- DATASET EXCERPTS -
★ ★ ★ ★
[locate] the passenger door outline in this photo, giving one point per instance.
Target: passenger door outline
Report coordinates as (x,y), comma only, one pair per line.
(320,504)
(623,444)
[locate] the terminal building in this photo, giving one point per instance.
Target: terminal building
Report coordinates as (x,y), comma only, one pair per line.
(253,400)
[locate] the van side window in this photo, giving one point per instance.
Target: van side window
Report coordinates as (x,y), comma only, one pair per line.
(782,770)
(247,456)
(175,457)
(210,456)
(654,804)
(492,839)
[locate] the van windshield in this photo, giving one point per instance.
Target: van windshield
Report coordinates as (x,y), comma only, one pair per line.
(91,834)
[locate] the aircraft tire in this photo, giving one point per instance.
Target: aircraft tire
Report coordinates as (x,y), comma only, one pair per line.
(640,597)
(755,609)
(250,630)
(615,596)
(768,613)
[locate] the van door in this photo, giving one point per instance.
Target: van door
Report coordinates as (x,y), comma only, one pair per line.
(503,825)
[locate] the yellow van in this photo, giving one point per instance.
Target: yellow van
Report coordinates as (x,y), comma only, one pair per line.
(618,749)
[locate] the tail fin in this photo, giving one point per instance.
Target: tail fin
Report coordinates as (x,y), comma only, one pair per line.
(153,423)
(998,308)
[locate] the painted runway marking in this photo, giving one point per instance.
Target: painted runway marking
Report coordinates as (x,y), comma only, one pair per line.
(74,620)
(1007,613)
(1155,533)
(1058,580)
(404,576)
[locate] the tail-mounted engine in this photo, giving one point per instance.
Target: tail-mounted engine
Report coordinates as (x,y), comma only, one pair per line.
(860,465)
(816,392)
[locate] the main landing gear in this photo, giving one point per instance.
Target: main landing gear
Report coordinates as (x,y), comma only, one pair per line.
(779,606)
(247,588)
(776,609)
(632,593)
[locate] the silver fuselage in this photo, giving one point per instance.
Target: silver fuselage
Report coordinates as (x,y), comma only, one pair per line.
★ ★ ★ ★
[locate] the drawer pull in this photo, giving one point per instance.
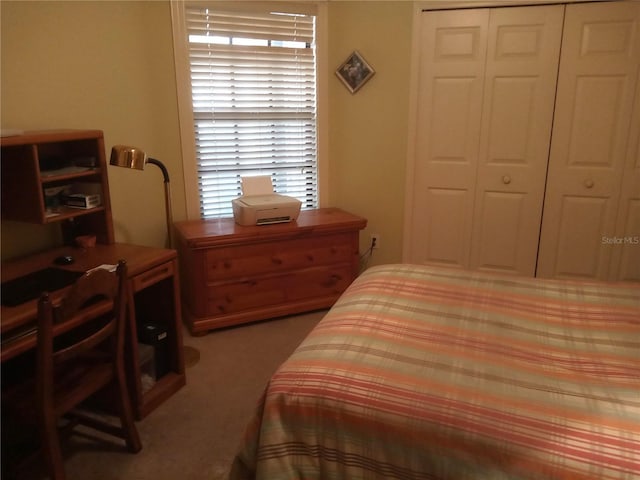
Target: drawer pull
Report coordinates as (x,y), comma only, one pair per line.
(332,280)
★ ★ ★ ★
- OBJECTIVE -
Select each line above that contains the word "yellow", and copy those lines in full.

- COMPLETED TASK -
[locate] the yellow van in this photo, giving one point per instance.
Target: yellow van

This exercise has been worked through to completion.